** START OF Data for the task **
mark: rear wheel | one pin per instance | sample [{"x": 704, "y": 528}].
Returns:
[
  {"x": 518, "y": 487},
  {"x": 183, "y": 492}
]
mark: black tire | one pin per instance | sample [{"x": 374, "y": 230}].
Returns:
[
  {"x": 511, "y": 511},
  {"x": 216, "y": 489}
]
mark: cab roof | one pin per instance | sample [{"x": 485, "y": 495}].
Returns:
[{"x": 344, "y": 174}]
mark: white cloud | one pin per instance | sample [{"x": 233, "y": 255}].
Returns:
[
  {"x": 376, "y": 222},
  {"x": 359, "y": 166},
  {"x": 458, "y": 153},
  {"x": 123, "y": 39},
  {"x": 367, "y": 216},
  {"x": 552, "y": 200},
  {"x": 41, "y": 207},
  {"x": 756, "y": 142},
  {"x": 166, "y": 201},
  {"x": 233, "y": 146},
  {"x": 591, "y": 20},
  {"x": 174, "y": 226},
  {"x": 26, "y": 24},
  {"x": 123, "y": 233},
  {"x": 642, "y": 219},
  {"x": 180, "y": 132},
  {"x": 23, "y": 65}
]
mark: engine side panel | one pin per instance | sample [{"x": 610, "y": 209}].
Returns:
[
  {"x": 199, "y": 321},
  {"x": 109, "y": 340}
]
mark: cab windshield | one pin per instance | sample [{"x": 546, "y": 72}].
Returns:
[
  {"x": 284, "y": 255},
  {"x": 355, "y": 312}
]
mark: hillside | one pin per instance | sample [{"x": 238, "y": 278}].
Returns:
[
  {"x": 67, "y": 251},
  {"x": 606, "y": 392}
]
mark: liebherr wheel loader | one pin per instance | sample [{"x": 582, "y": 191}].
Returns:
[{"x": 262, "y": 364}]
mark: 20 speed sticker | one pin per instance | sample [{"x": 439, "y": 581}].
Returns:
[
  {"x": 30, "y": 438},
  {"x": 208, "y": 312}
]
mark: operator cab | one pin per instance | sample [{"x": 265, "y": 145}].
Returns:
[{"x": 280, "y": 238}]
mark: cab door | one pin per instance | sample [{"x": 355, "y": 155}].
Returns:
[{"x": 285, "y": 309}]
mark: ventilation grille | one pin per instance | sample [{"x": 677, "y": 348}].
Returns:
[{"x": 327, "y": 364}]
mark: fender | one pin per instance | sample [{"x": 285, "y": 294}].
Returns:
** END OF Data for the task **
▶ _Task details_
Would you copy out each line exactly as written?

▶ _Final result_
mark: rear wheel | one pin per instance | sample [{"x": 704, "y": 528}].
Returns:
[
  {"x": 518, "y": 487},
  {"x": 183, "y": 492}
]
mark: black tire | one pin per instance | sample [{"x": 374, "y": 230}].
Returns:
[
  {"x": 511, "y": 511},
  {"x": 216, "y": 489}
]
mark: cab roof | one pin per instance | sample [{"x": 485, "y": 495}].
Returns:
[{"x": 344, "y": 174}]
mark: white cloud | one pin per instance | sample [{"x": 233, "y": 255}].
Returns:
[
  {"x": 376, "y": 222},
  {"x": 359, "y": 166},
  {"x": 458, "y": 153},
  {"x": 123, "y": 39},
  {"x": 367, "y": 216},
  {"x": 552, "y": 200},
  {"x": 41, "y": 207},
  {"x": 756, "y": 142},
  {"x": 166, "y": 201},
  {"x": 233, "y": 146},
  {"x": 591, "y": 20},
  {"x": 174, "y": 226},
  {"x": 26, "y": 24},
  {"x": 123, "y": 233},
  {"x": 642, "y": 219},
  {"x": 180, "y": 132},
  {"x": 23, "y": 65}
]
mark: engine side panel | one pin per instance | sample [{"x": 610, "y": 209}].
Returns:
[
  {"x": 199, "y": 321},
  {"x": 109, "y": 340}
]
mark: cab windshield | one pin per instance | sample [{"x": 546, "y": 72}].
Returns:
[
  {"x": 284, "y": 255},
  {"x": 355, "y": 312}
]
mark: hillside | one pin per instance | sample [{"x": 238, "y": 278}].
Returns:
[
  {"x": 67, "y": 251},
  {"x": 606, "y": 392}
]
mark: liebherr wheel loader | one pin per instance | sample [{"x": 582, "y": 191}].
Returns:
[{"x": 262, "y": 364}]
mark: 20 speed sticker | one pin per instance | sample [{"x": 439, "y": 581}].
Returns:
[
  {"x": 30, "y": 438},
  {"x": 208, "y": 312}
]
mark: operator cab | one pin per instance | sample [{"x": 265, "y": 145}].
Returns:
[{"x": 280, "y": 238}]
mark: cab door | one pin per instance | sample [{"x": 355, "y": 155}].
Returns:
[{"x": 285, "y": 309}]
mark: ventilation grille | one pin per instance | sample [{"x": 677, "y": 348}].
Returns:
[{"x": 327, "y": 364}]
mark: fender | one pin per instance | sample [{"x": 285, "y": 294}].
Returns:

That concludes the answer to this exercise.